**Required action:**
Would you repeat the data below exactly, taking out the images?

(Supplied material)

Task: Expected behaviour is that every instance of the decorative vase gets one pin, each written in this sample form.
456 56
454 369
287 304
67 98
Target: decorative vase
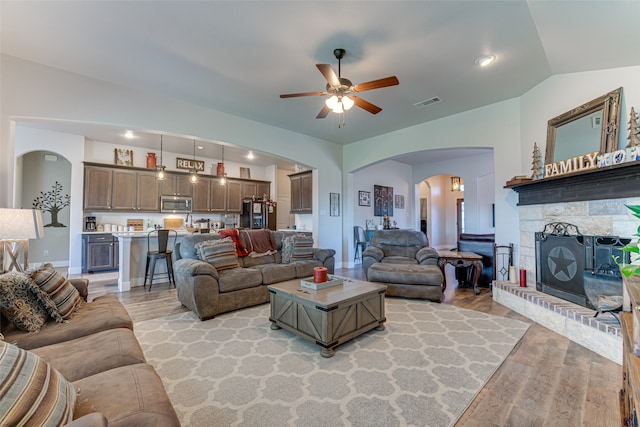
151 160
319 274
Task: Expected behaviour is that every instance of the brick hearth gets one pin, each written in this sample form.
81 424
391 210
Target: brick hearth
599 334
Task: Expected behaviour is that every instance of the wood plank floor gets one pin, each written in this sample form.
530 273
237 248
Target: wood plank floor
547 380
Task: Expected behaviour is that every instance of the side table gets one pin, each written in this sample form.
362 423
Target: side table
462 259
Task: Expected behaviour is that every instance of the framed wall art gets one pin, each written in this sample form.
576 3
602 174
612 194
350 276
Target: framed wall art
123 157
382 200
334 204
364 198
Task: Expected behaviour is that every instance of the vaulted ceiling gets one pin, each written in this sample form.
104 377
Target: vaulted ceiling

(End Supplied material)

**Output:**
Task: Expected behaviour is that every instance of the decorative vase gets one pin, each written in this sample form.
456 56
454 369
287 304
67 98
Target: decorative vase
151 160
319 274
Task: Expected behaviour is that every instance of the brick hearth gets one pin, each written in this sample form.
81 424
391 210
Target: brick hearth
599 334
Task: Expected behaviour is that every instance of the wood plank floor gets one pin, each written in this sample form.
530 273
237 248
Target: wood plank floor
547 380
Task: Expected behaviour is that every instance of the side table gets one pin, each written in this sample form.
362 423
Target: side table
462 259
Task: Expected behaviour is that every instance of the framed wall art gets one pin, each written in this sample form.
576 3
602 174
612 194
350 276
Target: framed wall art
123 157
382 200
334 204
364 198
Task: Expected behaviour is that every instance of the vaulted ceiling gets one pin, each written in this sample form.
104 377
Target: vaulted ceiling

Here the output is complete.